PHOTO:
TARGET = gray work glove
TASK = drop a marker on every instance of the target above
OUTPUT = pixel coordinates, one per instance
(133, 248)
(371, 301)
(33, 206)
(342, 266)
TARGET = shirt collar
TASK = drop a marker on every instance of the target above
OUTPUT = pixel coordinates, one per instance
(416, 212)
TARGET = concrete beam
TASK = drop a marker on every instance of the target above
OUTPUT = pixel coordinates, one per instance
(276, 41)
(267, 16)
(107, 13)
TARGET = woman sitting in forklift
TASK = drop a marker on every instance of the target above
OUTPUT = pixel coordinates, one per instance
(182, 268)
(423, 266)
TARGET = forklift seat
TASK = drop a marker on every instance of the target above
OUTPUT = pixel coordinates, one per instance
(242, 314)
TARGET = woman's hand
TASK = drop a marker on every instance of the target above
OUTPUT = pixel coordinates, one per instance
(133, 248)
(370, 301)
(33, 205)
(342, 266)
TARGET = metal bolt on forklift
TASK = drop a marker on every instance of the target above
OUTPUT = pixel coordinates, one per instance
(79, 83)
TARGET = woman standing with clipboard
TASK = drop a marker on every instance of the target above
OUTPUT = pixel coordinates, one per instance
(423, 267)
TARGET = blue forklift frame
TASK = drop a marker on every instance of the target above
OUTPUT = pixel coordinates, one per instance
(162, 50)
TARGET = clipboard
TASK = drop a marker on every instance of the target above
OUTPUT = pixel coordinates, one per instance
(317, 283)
# # # #
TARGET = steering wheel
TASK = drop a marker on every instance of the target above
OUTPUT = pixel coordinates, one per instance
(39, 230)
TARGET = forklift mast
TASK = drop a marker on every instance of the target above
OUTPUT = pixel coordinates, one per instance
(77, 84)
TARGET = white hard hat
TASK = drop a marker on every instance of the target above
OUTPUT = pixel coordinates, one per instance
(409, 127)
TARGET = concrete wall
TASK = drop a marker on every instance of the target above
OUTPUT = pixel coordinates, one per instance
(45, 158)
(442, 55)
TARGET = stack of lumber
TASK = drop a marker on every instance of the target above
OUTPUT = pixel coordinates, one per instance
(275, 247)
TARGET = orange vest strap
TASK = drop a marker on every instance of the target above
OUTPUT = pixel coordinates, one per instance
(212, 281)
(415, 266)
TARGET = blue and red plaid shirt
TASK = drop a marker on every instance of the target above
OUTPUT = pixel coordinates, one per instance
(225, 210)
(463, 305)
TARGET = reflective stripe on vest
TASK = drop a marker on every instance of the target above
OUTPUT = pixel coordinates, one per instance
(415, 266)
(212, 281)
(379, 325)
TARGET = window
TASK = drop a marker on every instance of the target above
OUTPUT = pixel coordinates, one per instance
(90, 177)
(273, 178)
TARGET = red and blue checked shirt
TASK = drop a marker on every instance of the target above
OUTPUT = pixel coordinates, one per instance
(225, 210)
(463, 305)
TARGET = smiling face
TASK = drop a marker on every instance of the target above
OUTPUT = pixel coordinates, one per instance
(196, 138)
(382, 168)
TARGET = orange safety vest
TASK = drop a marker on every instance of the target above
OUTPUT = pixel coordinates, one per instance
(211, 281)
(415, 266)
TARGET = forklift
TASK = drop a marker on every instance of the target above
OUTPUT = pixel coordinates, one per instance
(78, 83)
# # # #
• _Given problem_
Locate each line in the records above that contains the string "orange", and copy every such line. Case counts.

• _Response_
TARGET = orange vest strap
TARGET = orange safety vest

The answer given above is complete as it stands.